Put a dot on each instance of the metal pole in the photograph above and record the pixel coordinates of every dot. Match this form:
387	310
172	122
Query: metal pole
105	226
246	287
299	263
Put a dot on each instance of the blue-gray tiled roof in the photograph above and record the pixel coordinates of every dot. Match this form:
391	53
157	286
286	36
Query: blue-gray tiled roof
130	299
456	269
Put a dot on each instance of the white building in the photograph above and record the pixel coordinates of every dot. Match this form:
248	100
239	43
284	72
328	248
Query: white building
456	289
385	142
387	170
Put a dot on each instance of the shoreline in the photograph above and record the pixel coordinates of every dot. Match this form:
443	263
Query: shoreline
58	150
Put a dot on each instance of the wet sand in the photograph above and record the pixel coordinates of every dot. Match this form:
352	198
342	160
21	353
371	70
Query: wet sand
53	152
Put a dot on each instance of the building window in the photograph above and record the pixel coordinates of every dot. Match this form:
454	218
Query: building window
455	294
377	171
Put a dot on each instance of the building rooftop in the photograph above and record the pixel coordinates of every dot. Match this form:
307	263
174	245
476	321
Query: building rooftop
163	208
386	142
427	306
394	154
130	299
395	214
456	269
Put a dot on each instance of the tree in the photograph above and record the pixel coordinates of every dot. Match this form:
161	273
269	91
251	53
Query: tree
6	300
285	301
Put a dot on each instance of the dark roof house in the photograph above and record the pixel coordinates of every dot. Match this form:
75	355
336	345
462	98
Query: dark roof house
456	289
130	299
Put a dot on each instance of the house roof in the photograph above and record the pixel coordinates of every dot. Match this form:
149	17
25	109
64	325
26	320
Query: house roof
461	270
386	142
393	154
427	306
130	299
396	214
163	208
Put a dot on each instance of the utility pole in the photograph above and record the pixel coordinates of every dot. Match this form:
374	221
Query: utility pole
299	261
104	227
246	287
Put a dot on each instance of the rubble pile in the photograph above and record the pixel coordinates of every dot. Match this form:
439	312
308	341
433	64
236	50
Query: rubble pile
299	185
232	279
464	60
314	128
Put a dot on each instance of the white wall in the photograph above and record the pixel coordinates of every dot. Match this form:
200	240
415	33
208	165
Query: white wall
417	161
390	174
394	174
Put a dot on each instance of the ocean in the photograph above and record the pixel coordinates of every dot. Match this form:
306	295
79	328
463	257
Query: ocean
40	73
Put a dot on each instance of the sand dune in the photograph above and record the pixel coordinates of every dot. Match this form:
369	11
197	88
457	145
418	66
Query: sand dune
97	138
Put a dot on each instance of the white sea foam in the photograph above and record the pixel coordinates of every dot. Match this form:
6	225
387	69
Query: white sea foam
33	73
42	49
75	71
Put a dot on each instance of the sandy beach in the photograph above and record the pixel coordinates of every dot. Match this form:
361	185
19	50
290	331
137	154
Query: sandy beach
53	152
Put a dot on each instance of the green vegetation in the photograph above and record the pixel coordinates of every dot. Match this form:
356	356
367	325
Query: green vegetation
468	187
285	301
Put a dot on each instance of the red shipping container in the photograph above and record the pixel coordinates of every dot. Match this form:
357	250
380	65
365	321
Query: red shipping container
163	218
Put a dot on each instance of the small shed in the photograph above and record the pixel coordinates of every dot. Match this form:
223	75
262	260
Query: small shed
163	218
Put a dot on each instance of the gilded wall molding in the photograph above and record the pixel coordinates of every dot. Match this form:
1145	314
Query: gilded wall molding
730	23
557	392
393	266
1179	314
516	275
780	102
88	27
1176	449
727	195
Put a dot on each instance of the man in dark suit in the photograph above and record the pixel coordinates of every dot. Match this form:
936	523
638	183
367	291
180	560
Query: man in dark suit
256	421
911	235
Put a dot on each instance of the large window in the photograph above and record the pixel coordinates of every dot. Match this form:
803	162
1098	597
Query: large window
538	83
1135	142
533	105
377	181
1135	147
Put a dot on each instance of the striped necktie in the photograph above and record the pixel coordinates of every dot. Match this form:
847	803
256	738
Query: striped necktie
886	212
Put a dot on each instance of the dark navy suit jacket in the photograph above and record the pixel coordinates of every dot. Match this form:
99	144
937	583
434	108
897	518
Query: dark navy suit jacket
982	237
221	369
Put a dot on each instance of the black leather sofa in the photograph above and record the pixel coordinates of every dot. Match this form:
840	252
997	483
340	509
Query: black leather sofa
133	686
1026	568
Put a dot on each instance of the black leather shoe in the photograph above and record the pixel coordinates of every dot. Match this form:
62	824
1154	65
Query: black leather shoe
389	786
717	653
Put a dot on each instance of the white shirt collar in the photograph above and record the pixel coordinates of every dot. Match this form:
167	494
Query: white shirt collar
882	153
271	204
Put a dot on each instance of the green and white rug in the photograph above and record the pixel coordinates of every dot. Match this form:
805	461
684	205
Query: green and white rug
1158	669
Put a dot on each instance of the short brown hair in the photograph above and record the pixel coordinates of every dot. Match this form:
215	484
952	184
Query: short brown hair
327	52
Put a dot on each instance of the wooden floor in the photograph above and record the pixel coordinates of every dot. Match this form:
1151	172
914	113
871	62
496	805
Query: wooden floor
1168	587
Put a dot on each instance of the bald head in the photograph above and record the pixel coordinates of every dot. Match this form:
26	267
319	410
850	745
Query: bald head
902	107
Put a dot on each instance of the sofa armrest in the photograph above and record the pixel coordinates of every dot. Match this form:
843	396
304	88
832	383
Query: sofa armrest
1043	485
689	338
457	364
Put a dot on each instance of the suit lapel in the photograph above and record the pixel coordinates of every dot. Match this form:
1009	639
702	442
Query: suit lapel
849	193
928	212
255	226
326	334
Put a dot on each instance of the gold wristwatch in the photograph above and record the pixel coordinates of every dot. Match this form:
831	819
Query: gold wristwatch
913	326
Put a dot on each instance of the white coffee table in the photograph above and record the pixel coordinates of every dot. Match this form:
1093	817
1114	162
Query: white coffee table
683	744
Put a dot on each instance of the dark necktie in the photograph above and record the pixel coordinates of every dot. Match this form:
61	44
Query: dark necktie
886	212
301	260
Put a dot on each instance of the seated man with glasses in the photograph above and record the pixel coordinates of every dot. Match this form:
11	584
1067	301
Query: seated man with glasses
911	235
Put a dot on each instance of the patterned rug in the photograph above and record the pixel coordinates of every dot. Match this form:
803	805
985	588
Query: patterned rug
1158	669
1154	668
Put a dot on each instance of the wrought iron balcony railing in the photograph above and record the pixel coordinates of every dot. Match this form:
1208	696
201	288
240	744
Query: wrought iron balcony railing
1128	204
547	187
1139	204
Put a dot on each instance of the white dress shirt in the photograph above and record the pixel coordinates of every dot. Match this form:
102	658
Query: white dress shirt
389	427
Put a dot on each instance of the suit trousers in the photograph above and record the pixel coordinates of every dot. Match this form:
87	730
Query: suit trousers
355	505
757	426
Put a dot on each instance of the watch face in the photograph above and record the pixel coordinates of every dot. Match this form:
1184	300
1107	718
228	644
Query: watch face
==============================
**PROBLEM TO SOLVE**
Each record is to be restated word for word.

**EXERCISE RESULT**
Put a dot on each instance of the metal pole in the photograph above and record the pixel coordinates of every dot. Match this form:
387	310
172	122
Query: metal pole
105	226
246	287
299	263
Put a dot on each instance of the blue-gray tiled roof in the photograph above and record the pixel coordinates of every dot. Match this form:
391	53
157	286
286	36
Query: blue-gray tiled roof
130	299
456	269
Put a dot on each instance of the white building in the photograph above and record the pixel coordinates of every dot. Match this form:
248	100
239	43
284	72
328	248
Query: white building
456	289
385	142
387	170
Put a dot on each instance of the shoreline in the photograph above and record the pixel coordinates of every dot. Match this form:
443	263
Query: shoreline
58	150
Put a dot on each instance of the wet sand in the photograph above and record the pixel coordinates of every dot. Match this form:
352	198
342	160
21	353
371	70
Query: wet sand
53	152
Put a dot on each instance of the building window in the photograph above and record the pixel coordinates of every dot. Match this form:
454	218
Query: building window
455	294
377	171
Put a dot on each instance of the building rooftop in the photograph above and record the pixel coordinates of every dot. Match this form:
307	263
174	245
476	321
Query: building rooftop
163	208
386	142
427	306
394	154
130	299
395	214
456	269
Put a dot on each instance of the tree in the photograph above and record the pixel coordinates of every dot. Match this form:
161	273
269	91
251	53
Query: tree
6	300
285	301
Put a dot on each instance of the dark roof house in the photograph above and record the pixel coordinates of every dot. Match this form:
75	355
336	345
462	98
Query: dark roof house
456	289
130	299
Put a dot on each instance of the house roof in the photograph above and record the pixel coordinates of every dot. Match this form:
149	17
25	109
64	325
26	320
Query: house roof
461	270
386	142
393	154
427	306
130	299
396	214
163	208
Put a dot on each instance of the utility pole in the photograph above and record the pixel coordinates of every dot. Match this form:
374	221
Query: utility pole
299	261
104	227
246	287
Put a dot on each instance of the rubble pile in the photograph above and record the pixel coordinates of every dot. Match this form:
439	312
308	341
433	64
236	50
Query: rubble pile
299	185
232	279
464	60
314	128
Put a dot on each instance of the white wall in the photograph above and record the pixel coordinates of every dot. Match this form:
200	240
415	33
208	165
Query: white wall
417	161
390	174
394	174
Put a dot on each instance of the ocean in the photograph above and record the pixel coordinates of every dot. Match this form:
306	295
79	328
463	257
Query: ocean
40	73
Put a dot on each instance of the sand dune in the photograph above and record the pixel coordinates of every dot. Match this form:
369	11
197	88
457	145
418	66
Query: sand dune
97	138
Put a dot on each instance of the white sea foam in the photograph above and record the pixel coordinates of every dot. Match this form:
6	225
387	69
Query: white sea foam
33	73
42	49
75	71
Put a dot on each instance of the sandy beach in the photograph above and record the pixel coordinates of every dot. Match this form:
361	185
19	50
290	331
137	154
Query: sandy beach
53	152
Put a dot on each instance of the green vegetation in the photograph above and record the pixel coordinates of every dot. Match this form:
356	356
367	325
Query: green vegetation
468	187
285	301
Put a dot on each instance of the red shipping container in the photograph above and record the pixel coordinates of every dot. Match this form:
357	250
380	65
365	321
Query: red shipping container
163	218
Put a dot on each instance of the small shed in the photograph above and record the pixel coordinates of every dot. Match this form:
223	75
262	260
Query: small shed
163	218
Put a dot on each instance of the gilded wall molding in the photograph above and record the pixel coordinates of every dot. Match this form:
1145	314
Query: gilded wall molding
730	23
557	392
393	266
1179	314
516	275
780	102
88	27
1176	449
727	195
Put a dot on each instance of the man in dark suit in the photograph above and record the pixel coordinates of every dot. Match this form:
936	523
638	183
367	291
180	560
Query: man in dark suit
256	421
911	235
Put a dot on each instance of the large window in the photograph above and record the pixel coordinates of every dot. Match this form:
803	162
1098	597
Query: large window
538	83
1135	142
533	105
377	181
1135	147
Put a dot on each instance of the striped necktie in the photograph above and record the pixel coordinates of every dot. Match this form:
847	803
256	738
Query: striped necktie
886	212
Put a dot on each instance of the dark navy suit jacket in the photograph above and record the pixel coordinates of every dot. Match this form:
99	144
937	583
434	108
897	518
Query: dark navy suit jacket
982	237
221	369
Put a dot on each instance of the black leather sofa in the photograph above and record the pixel coordinates of every dot. Match this form:
840	252
997	483
340	509
Query: black leather sofa
133	686
1026	568
Put a dot on each instance of the black leather shoe in the photograph above and record the pixel coordinates of every dot. Match this form:
62	824
1154	65
Query: black leather shoe
389	786
717	653
Put a dot on each instance of the white shirt collar in the photograph above and record the pixel coordinates of every dot. Match this form:
167	494
Query: white shirt collar
882	153
271	204
Put a dot on each instance of the green and white rug in the photograph above and record the pixel coordinates of every dot. Match this form:
805	461
684	205
Query: green and white rug
1158	669
Put a dot on each instance of the short brown hair in the photograph above and record the pixel coordinates of every dot. Match this form:
215	484
952	184
Query: short brown hair
327	52
Put a dot on each instance of the wooden floor in the photograph above and record the pixel coordinates of every dot. Match this form:
1151	172
914	113
871	62
496	805
Query: wooden floor
1168	587
Put a dot on each instance of the bald head in the photograph above and record the pixel coordinates of every dot. Match this form:
26	267
319	410
850	745
Query: bald head
902	107
Put a dot on each instance of the sofa armrest in the photograph above and record the pixel coordinates of every dot. Match this form:
843	396
304	88
832	383
Query: sofa armrest
1043	485
689	338
457	364
Put a dot on each instance of the suit lapel in the photograph above and record the pixel coordinates of every dot. Match this form:
1009	639
702	442
Query: suit lapel
849	193
928	212
255	226
326	334
Put a dot on each instance of the gold wristwatch in the photograph above and record the pixel coordinates of every dot. Match this form:
831	819
Query: gold wristwatch
913	326
Put a dot on each instance of the white coffee table in the photograph above and record the pixel coordinates of every dot. Match this form:
1093	817
1114	162
Query: white coffee table
683	744
Put a dot on each instance of the dark necktie in the photograph above and record the pixel coordinates of every dot. Match this form:
61	44
Query: dark necktie
886	212
301	260
Put a dot on each instance of the seated man with glasses in the photograph above and record the pixel coordinates of every dot. Match this form:
11	584
1067	301
Query: seated man with glasses
911	235
Put a dot on each instance of the patterned rug in the photograph above and record the pixel coordinates of every dot. Match this form:
803	805
985	588
Query: patterned rug
1158	669
1154	668
Put a dot on each instance of the wrought iron balcony railing in the photograph above and record the pixel coordinates of every dot. Match this form:
1208	696
201	288
240	744
Query: wrought iron balcony railing
1128	204
547	187
1139	204
Put a dot on each instance of the white dress shirt in the photograph above and record the pixel coordinates of every dot. Match this form:
102	658
Query: white dress shirt
389	427
Put a dot on each instance of the suit trousers in the photograph above and record the pixel coordinates of every dot. Match this form:
87	730
Query: suit trousers
355	505
757	426
Put a dot on each instance of the watch face in the photograph above and record the pixel coordinates of every dot. Match this form:
1184	300
1107	718
228	644
Query: watch face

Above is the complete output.